**SUPPLIED DATA:**
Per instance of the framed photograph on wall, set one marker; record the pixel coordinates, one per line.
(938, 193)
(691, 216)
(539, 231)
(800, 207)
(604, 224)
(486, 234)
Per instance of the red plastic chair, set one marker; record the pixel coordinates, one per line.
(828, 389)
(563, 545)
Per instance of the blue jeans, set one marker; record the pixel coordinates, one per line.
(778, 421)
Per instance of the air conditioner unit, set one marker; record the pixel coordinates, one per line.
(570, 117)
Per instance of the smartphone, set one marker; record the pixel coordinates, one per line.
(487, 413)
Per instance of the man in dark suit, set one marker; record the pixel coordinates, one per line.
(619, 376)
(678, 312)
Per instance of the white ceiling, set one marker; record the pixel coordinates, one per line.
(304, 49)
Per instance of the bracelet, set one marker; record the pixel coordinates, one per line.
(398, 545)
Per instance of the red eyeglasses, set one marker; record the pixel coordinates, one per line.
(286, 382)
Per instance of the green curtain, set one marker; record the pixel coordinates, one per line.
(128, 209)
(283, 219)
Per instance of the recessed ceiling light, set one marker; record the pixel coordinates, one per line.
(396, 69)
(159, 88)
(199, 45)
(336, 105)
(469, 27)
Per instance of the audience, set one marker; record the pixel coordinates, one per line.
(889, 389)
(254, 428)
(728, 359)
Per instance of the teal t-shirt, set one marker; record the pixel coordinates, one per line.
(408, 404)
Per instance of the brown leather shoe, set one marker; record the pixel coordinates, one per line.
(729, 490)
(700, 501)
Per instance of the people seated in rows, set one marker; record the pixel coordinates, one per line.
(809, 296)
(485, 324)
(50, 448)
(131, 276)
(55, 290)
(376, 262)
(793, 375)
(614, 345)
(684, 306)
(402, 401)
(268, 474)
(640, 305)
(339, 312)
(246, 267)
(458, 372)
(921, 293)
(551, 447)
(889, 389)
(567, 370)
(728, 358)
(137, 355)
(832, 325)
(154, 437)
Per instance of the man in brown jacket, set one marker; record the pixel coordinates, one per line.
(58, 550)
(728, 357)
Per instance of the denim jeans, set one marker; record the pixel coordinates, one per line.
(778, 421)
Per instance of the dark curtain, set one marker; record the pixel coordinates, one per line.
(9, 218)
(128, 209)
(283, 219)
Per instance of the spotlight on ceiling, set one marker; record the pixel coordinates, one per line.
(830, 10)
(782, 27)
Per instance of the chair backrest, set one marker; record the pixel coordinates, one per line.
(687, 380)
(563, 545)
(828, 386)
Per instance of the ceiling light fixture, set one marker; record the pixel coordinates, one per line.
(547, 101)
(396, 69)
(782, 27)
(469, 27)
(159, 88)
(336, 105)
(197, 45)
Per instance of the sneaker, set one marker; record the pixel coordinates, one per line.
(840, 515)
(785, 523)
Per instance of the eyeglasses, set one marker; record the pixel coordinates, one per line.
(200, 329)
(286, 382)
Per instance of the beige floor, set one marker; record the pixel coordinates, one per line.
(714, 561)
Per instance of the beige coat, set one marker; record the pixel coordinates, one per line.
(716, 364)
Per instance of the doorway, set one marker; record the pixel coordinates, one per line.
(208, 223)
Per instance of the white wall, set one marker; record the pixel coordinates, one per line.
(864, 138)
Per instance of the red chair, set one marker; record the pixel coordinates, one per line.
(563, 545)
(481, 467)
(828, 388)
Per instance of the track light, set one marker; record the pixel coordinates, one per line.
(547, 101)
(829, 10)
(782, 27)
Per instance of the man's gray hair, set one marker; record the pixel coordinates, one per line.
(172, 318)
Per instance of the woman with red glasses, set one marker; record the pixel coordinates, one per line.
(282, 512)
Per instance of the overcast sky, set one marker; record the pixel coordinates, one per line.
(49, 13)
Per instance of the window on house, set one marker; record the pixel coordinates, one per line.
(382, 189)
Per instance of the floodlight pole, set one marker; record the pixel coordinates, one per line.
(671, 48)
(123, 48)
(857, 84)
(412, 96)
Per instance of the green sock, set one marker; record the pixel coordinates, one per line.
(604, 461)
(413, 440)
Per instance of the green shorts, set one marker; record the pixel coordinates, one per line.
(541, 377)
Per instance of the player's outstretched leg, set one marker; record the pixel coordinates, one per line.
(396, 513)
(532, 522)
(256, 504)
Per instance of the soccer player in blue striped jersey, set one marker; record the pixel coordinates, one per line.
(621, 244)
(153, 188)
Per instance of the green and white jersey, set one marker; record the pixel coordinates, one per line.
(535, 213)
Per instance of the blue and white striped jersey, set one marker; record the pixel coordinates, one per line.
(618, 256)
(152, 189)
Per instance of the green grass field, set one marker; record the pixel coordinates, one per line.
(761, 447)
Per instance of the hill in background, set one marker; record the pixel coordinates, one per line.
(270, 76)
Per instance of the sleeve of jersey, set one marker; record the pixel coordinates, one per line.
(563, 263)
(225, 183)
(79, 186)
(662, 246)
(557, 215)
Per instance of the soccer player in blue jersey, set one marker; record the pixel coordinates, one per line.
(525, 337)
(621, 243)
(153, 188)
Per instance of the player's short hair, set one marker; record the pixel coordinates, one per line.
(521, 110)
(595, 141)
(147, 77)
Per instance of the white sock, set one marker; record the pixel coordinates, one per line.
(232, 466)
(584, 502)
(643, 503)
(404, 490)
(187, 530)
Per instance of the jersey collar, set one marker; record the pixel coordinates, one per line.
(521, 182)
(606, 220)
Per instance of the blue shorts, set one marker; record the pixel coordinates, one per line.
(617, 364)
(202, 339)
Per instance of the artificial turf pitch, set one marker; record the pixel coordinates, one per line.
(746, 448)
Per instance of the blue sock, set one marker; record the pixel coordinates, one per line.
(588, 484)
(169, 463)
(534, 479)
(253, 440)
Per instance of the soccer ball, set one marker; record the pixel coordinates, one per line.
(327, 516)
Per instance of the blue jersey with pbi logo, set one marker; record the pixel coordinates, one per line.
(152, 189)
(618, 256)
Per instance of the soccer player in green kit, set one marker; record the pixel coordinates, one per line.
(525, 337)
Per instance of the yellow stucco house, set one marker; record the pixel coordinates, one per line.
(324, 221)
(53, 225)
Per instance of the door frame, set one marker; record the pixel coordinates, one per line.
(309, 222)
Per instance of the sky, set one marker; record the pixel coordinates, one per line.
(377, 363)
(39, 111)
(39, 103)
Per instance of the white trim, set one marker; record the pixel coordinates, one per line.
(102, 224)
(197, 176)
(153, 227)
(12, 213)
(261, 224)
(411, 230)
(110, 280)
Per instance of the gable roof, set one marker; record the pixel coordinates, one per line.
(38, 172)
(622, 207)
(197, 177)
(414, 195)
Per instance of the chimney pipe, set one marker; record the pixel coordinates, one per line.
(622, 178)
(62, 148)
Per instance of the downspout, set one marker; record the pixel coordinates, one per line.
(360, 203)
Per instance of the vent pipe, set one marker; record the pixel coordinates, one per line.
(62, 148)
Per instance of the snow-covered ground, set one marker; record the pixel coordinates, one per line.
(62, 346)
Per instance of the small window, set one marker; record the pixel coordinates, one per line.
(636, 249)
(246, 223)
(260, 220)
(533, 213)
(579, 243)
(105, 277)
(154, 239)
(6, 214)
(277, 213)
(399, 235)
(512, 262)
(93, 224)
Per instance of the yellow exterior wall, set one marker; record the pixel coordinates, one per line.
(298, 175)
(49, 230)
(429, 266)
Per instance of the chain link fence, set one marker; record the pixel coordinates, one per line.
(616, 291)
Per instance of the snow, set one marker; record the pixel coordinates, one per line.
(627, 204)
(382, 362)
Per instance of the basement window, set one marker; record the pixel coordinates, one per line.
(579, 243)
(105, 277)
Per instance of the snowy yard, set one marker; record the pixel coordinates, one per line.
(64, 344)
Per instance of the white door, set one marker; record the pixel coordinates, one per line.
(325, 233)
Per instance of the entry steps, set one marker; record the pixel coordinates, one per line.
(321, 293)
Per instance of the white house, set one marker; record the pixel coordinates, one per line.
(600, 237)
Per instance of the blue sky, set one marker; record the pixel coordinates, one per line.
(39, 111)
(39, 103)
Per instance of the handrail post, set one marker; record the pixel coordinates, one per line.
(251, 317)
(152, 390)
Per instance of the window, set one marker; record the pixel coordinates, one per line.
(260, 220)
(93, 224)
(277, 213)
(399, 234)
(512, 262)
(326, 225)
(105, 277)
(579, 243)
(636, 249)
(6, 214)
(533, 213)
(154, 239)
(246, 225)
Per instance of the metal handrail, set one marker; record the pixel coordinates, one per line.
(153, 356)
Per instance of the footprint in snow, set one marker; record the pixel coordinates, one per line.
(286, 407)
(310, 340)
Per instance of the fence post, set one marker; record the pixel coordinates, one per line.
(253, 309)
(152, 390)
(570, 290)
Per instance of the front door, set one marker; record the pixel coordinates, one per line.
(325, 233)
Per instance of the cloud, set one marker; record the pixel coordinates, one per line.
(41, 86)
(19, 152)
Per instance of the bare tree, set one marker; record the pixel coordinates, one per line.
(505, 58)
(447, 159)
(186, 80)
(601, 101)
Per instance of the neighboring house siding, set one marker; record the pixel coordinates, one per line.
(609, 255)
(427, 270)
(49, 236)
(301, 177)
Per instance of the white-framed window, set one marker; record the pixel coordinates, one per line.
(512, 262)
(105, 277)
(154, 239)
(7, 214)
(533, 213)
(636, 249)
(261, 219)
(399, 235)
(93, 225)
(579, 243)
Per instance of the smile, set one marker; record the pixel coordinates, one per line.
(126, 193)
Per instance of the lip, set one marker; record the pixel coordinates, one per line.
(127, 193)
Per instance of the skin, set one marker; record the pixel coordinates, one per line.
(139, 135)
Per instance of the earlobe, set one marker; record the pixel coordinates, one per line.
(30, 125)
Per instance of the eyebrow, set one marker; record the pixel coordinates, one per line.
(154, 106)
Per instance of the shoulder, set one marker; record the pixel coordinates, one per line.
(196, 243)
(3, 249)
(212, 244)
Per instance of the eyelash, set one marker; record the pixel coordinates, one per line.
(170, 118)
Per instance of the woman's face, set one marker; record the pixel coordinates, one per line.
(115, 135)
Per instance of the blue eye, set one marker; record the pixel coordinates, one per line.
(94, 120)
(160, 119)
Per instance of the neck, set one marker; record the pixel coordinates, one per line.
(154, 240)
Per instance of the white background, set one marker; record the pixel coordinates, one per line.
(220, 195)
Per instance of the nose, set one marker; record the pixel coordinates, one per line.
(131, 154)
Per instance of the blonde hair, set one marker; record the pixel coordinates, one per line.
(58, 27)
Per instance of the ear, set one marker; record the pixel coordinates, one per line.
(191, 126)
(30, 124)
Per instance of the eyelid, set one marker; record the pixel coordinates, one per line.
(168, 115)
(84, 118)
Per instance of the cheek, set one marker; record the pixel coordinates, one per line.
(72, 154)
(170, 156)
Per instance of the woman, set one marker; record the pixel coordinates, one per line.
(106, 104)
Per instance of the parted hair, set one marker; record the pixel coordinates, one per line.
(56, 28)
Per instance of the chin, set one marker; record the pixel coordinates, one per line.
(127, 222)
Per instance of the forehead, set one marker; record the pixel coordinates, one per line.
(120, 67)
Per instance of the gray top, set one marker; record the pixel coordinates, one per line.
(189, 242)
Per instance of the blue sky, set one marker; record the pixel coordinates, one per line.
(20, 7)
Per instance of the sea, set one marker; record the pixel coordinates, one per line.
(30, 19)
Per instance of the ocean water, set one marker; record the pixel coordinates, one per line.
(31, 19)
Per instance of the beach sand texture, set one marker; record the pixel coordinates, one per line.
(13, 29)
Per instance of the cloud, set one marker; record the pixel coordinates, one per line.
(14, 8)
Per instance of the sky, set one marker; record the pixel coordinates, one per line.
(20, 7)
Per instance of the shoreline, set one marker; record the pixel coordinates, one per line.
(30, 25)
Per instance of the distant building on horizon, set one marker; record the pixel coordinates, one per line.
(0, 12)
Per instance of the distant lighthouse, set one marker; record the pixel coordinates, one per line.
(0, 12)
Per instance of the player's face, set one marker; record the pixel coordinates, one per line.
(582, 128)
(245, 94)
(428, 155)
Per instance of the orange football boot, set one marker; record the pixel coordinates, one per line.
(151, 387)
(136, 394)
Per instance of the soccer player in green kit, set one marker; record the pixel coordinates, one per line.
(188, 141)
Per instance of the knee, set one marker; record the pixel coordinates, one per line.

**SET TASK:** Copy the listing word for word, from the line containing "Per instance of the ocean" through the last line of the listing, including both of those lines.

**WRITTEN REPLY:**
Per instance of the ocean water, set one marker; record the pixel coordinates, one per line.
(31, 19)
Per instance of the beach sand texture, set one marker; record the pixel coordinates, one per line.
(13, 29)
Per instance of the cloud, set one marker; record the pixel coordinates, one per line.
(14, 8)
Per instance of the sky, set one marker; record the pixel coordinates, one per line.
(20, 7)
Per instance of the shoreline, set one marker; record the pixel coordinates, one per line.
(30, 25)
Per instance of the distant building on horizon, set one marker; record the pixel coordinates, one per line.
(0, 12)
Per instance of the distant lighthouse, set one marker; record the pixel coordinates, one per line.
(0, 12)
Per instance of the player's face, set one marker; record the pixel coordinates, one per line.
(582, 128)
(245, 94)
(428, 155)
Per instance of the orange football boot, set one marker; record the pixel coordinates, one per line.
(151, 387)
(136, 394)
Per instance of the soccer player in green kit, set one marker; record the pixel coordinates, one per line.
(188, 141)
Per instance of the knee, set one marker; record the pixel coordinates, one per line.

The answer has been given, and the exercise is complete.